» **TASK DESCRIPTION**: Would you please copy exactly the line with "Expected: one point per instance of the headlight, each" and all lines that follow it in the data below, through the last one?

» **DATA FOR THIS TASK**:
[Start of Attachment]
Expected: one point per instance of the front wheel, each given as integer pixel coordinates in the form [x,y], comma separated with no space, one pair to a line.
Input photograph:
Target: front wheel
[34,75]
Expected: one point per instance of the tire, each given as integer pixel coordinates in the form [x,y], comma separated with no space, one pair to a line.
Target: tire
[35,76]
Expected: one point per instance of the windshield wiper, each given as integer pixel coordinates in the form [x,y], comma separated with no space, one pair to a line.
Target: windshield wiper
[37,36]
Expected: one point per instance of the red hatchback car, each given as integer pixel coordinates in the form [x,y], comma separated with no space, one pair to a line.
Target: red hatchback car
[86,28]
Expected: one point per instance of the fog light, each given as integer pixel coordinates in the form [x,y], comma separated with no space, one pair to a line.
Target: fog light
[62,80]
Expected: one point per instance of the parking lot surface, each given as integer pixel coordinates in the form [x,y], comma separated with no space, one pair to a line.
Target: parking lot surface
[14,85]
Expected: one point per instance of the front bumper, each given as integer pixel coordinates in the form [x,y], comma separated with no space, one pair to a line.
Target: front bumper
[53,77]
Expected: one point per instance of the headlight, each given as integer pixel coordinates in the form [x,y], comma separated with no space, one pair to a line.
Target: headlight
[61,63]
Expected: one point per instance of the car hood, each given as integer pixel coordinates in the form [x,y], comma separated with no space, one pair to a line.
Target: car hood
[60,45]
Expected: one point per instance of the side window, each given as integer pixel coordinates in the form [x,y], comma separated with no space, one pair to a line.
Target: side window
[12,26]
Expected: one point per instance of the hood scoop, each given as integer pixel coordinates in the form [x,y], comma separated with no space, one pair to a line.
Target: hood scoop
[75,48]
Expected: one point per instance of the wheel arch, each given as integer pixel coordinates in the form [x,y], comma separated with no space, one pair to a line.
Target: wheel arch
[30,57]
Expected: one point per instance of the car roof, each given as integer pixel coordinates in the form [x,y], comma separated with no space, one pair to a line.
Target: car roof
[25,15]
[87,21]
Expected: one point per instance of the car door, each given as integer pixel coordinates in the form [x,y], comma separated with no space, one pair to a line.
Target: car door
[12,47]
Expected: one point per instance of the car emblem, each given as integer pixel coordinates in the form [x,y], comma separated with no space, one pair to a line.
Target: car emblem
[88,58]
[End of Attachment]
» **SOLUTION FOR THIS EXERCISE**:
Expected: one point per instance of the headlight, each given as integer pixel coordinates in the form [x,y], comma separated with no space, one pair to a line.
Target: headlight
[61,63]
Expected: one point per instance of the car hood, each given as integer pixel coordinates in the form [x,y], comma separated with no space, one pair to a line.
Target: car hood
[60,45]
Expected: one point per instance of the side window, each given as integer pixel coordinates in the form [x,y], comma separated with no space, one pair to a line.
Target: side window
[12,26]
Expected: one point per instance of the hood scoop, each given as integer pixel coordinates in the form [x,y], comma separated with no space, one pair to a line.
Target: hood scoop
[75,48]
Expected: one point per instance of the wheel arch, each given as integer pixel coordinates in the form [x,y], comma separated with no space, one pair to a line.
Target: wheel arch
[30,57]
Expected: one point per instance of the car roof, each given as integer pixel coordinates in the form [x,y], comma separated with no space, one pair to a line.
Target: car roof
[25,15]
[87,21]
Expected: one point per instance of the car door, each given as integer pixel coordinates in the form [x,y], comma separated with no space, one pair to a line.
Target: car door
[12,47]
Expected: one point per instance of the car emblem, each given as integer pixel coordinates in the form [x,y], comma separated with no space, one pair to a line.
Target: car emblem
[88,58]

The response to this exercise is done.